◆ DATA SUPPLIED:
(begin)

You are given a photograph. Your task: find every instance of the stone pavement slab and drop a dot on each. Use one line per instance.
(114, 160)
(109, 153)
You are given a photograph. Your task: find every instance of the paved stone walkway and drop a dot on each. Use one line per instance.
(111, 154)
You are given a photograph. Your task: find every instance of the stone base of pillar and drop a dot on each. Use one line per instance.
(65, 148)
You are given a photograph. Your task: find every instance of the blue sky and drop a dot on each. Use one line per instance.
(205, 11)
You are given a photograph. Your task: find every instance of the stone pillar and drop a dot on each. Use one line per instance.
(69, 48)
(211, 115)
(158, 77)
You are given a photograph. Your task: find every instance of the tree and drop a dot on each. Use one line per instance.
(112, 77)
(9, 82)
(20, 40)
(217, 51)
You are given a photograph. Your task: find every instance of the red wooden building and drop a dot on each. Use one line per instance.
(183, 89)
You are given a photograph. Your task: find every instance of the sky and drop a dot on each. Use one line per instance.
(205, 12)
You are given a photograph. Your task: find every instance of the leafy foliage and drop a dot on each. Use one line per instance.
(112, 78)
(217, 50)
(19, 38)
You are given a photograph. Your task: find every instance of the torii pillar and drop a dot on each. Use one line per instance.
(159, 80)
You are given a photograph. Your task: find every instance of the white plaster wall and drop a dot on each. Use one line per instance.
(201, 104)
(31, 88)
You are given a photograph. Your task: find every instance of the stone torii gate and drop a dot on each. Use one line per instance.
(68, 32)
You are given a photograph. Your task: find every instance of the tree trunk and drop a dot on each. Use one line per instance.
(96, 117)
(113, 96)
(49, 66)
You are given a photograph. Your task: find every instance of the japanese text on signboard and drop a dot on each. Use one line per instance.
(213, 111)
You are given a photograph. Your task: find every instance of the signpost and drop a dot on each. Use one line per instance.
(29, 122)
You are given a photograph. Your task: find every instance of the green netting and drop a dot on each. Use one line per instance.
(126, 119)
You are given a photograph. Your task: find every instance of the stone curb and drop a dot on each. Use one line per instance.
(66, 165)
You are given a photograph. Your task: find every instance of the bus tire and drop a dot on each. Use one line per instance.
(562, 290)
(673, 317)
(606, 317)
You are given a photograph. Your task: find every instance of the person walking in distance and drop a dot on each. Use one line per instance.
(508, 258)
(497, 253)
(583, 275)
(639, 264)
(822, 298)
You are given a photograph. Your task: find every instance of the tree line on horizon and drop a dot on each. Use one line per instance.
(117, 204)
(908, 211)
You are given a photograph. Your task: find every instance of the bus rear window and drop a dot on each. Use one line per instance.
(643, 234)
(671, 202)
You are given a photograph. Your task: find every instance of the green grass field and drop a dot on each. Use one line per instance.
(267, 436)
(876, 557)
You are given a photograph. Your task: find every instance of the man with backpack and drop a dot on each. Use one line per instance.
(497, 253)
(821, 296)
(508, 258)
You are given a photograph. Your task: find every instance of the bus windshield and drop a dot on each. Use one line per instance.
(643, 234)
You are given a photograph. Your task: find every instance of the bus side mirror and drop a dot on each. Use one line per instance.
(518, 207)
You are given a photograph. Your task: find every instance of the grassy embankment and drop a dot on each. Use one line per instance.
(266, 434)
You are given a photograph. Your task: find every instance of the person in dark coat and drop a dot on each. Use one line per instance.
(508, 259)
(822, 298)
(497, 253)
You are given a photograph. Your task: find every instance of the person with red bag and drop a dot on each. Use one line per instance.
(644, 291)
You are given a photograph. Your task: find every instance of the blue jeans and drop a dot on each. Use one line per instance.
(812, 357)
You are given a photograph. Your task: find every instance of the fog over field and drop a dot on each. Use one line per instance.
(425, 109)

(end)
(begin)

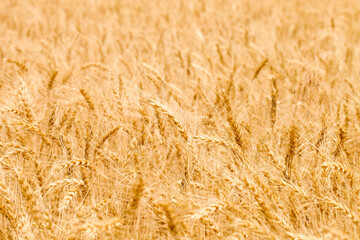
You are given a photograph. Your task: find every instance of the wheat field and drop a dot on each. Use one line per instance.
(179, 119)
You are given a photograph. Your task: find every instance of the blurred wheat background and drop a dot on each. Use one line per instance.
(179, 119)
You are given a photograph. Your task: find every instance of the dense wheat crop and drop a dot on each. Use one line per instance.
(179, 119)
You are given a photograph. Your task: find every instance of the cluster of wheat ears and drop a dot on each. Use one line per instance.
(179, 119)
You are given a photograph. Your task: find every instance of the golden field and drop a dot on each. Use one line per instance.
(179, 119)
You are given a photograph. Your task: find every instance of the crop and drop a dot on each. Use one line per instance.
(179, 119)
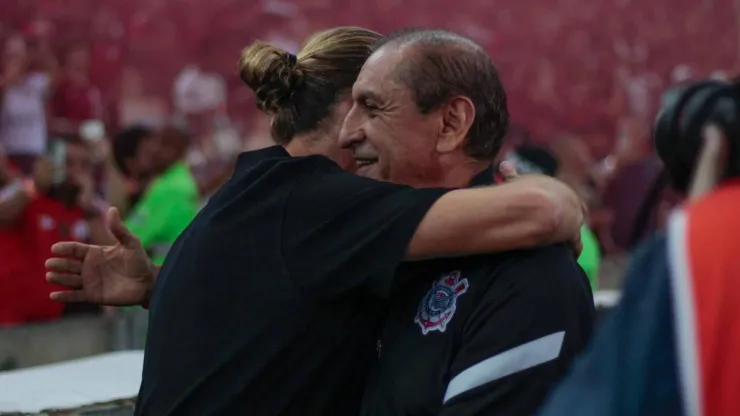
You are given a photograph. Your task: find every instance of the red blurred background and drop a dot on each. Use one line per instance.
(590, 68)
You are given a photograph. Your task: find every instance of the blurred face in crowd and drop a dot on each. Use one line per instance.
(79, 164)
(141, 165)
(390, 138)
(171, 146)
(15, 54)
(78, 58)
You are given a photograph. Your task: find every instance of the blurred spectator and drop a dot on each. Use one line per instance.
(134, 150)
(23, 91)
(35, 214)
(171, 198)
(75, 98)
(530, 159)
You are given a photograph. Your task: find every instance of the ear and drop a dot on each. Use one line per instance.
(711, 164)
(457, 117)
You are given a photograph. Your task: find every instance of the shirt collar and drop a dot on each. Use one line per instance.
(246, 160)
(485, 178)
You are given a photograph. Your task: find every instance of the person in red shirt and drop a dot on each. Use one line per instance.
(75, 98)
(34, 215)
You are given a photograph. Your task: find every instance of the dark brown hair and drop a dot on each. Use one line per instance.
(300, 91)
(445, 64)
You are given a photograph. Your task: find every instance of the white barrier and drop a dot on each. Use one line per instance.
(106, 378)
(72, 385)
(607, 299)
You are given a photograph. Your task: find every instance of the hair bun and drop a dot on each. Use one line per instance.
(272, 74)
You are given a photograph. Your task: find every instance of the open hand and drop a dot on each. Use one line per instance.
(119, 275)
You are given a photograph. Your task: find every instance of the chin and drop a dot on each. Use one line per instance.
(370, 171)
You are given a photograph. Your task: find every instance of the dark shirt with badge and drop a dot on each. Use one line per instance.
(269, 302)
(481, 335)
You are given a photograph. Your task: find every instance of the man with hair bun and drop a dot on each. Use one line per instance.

(end)
(begin)

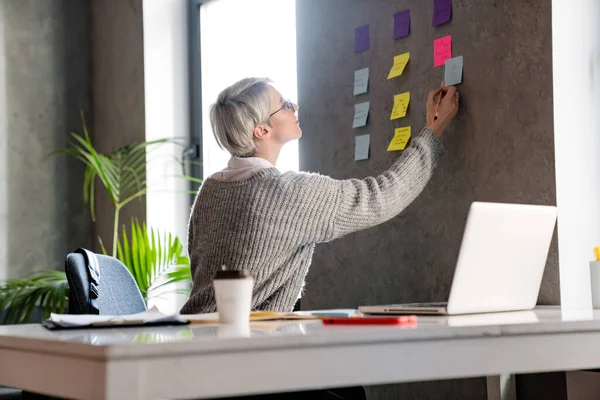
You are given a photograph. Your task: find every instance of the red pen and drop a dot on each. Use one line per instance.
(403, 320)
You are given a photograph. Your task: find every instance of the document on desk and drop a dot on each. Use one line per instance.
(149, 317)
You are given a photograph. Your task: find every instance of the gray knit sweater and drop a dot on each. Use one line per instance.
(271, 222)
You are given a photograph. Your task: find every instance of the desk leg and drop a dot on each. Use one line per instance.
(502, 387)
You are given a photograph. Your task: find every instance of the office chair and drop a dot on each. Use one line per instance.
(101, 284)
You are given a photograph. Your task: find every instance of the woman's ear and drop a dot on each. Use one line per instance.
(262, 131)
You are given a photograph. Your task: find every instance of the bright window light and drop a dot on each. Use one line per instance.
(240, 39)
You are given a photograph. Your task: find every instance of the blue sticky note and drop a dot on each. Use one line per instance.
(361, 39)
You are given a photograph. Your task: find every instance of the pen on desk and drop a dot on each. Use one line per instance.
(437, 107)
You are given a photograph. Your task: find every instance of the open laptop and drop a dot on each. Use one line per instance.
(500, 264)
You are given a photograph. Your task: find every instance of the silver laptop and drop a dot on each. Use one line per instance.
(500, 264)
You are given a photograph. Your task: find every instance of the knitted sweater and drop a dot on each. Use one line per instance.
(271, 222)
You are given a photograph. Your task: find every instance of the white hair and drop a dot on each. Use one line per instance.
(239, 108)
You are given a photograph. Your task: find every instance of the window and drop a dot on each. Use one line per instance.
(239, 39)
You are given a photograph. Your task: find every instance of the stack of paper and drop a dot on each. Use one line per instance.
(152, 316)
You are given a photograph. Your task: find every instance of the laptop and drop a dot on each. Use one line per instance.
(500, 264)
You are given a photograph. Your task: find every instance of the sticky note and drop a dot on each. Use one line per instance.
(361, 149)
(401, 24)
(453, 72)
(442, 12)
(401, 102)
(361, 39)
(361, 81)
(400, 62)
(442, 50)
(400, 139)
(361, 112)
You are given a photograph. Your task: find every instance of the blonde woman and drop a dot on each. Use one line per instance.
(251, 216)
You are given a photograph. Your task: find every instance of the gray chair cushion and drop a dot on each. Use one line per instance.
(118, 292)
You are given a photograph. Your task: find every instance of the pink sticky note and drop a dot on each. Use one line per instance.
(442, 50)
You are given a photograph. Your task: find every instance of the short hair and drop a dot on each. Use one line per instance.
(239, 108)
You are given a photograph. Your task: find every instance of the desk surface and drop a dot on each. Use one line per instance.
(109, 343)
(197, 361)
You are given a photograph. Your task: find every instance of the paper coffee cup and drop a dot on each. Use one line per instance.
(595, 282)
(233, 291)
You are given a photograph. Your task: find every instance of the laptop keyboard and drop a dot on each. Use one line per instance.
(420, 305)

(end)

◆ WHAT IS EXPECTED:
Copy out every line in the records above that contains the string "white", matching case exactly.

◆ THE ANSWER:
You are given a photograph. Your task: find every instance of the white plaster wall and drop a dot on each. Use one line per instance.
You are given a photograph. Your task: find every instance of the white barrier and drop a dot on each. Use one line per instance.
You are given a photograph. Your task: find every instance of the white hair and drop a dot on each. Use one line per instance.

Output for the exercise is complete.